_WHAT YOU NEED TO DO_
In the thread on whether √n + √m can be rational, what does Solution 2 multiply √n + √m by, and what does that product equal?

_DOCUMENT PASSAGE_
*****

Can $\sqrt{n} + \sqrt{m}$ be rational if neither $n,m$ are perfect squares?

Can the expression $\sqrt{n} + \sqrt{m}$ be rational if neither $n,m \in \mathbb{N}$ are perfect squares? It doesn't seem likely, the only way that could happen is if for example $\sqrt{m} = a-\sqrt{n}, \ \ a \in \mathbb{Q}$, which I don't think is possible, but how to show it?


Solution 1:

Squaring we get, $m=a^2+n-2a\sqrt n\implies \sqrt n=\frac{a^2+n-m}{2a}$ which is rational

Solution 2:

If $\sqrt{n} + \sqrt{m}$ is rational, then since
($\sqrt{n} + \sqrt{m})(\sqrt{n} - \sqrt{m}) = n - m,$
$\sqrt{n} - \sqrt{m}$ is rational. Thus
$\sqrt{n}, \sqrt{m}$ are rational, n,m are squares.

*****

_DATASET_
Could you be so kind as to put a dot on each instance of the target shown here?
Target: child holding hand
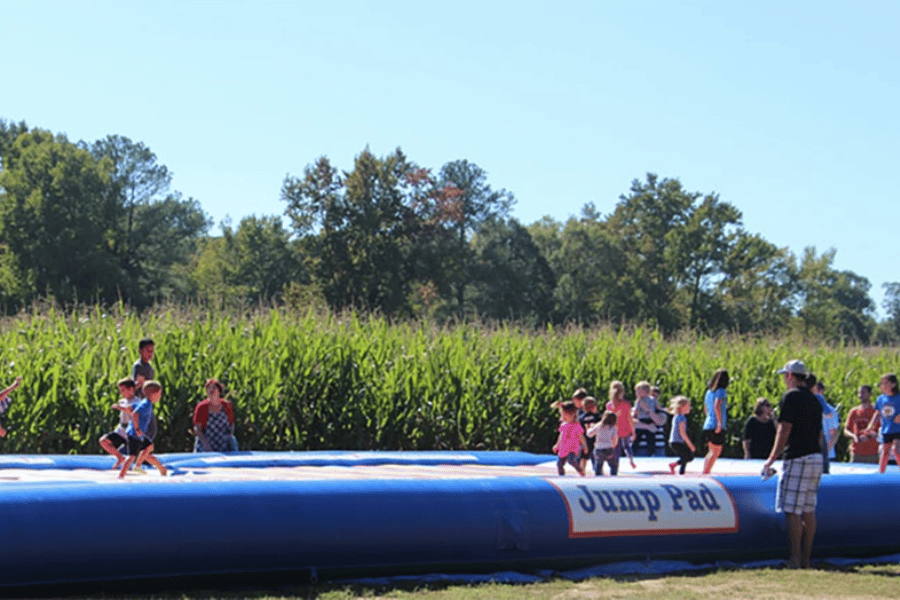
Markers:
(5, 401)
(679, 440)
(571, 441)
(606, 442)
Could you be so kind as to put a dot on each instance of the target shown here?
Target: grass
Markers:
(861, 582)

*****

_ANSWER TO THIS EXERCISE_
It multiplies by √n − √m, and the product equals n − m.